大型連休終了後、ついにスマホゲーム依存「本当の恐怖」が始まった

息子がゲーム依存症になってしまった④
鈴木 優

「ガチャ」にはギャンブルと同等の刺激がある

それにしても、お金にしろ時間にしろ、なぜこれほどまでに人はスマホゲームにハマってしまうのだろうか。ゲームが好きな人には当たり前のこともあるだろう。けれど、今回はスマホゲームにハマりやすい理由について少し書いてみたい。

 

1つめは、当たり前だが、スマホでできる点だ。これはとても大きい。

何度も書いているように、スマホはいつでもどこでも、電車でもトイレの中でもできる。息子も朝起きてから夜寝るまでずっとスマホを手から離さない。加えて、無料で始められることも大きい。家庭用ゲーム機など、いちいち買わなければならない商品と比べればハードルは格段に下がる。つまり、スマホさえあれば、手軽にできるスマホゲームへの入り口はとても広くて敷居も低い。スマホで無料というこの2つの要素は極めて強力だ。

2つめは、終わりがないこと。

たとえば、家庭用ゲーム機のゲームソフトではクリアという概念があったのに対して、スマホゲームには明確な切れ目がない。おまけに、登場するキャラクターやストーリーなどが次々とアップデートされ、楽しみがより長く続くように変わってゆく。ゲーム好きならこんなにうれしいことはないだろうけれど、終わりがないうえに、飽きさせない工夫が次々とこらされるのだから止めづらくなるのは当然だ。

データセットのレコード:
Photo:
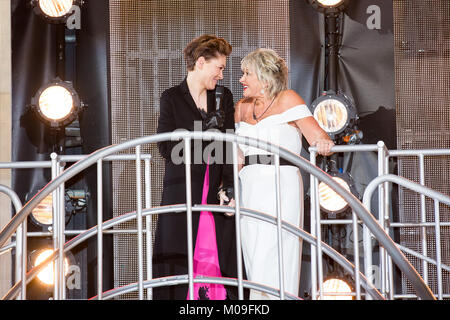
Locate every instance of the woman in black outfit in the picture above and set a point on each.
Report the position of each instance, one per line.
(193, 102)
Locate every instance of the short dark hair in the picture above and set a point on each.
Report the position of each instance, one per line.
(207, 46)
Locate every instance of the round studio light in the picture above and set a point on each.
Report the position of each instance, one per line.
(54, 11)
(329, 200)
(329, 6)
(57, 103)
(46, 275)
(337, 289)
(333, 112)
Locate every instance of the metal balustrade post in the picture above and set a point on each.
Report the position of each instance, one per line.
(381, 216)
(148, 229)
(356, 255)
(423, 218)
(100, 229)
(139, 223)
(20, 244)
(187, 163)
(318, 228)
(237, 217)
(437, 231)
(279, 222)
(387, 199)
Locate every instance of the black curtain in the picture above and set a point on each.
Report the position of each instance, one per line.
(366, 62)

...

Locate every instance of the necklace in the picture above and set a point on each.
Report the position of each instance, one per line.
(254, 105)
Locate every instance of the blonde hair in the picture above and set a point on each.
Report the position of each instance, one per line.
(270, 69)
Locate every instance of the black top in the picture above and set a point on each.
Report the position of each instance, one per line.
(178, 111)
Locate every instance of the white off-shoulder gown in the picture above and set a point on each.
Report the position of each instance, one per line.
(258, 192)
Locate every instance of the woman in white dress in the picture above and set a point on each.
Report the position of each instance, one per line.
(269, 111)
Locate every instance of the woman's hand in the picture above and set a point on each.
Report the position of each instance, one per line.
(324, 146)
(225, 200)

作業内容: スマホゲーム依存を扱った文章の「1つめは、当たり前だが、スマホでできる点だ。これはとても大きい。」から「2つめは、終わりがないこと。」までを、両端の語句も含めて一字も変えずに出力する。 レコードはこの作業には関係しない。

作業結果:
1つめは、当たり前だが、スマホでできる点だ。これはとても大きい。

何度も書いているように、スマホはいつでもどこでも、電車でもトイレの中でもできる。息子も朝起きてから夜寝るまでずっとスマホを手から離さない。加えて、無料で始められることも大きい。家庭用ゲーム機など、いちいち買わなければならない商品と比べればハードルは格段に下がる。つまり、スマホさえあれば、手軽にできるスマホゲームへの入り口はとても広くて敷居も低い。スマホで無料というこの2つの要素は極めて強力だ。

2つめは、終わりがないこと。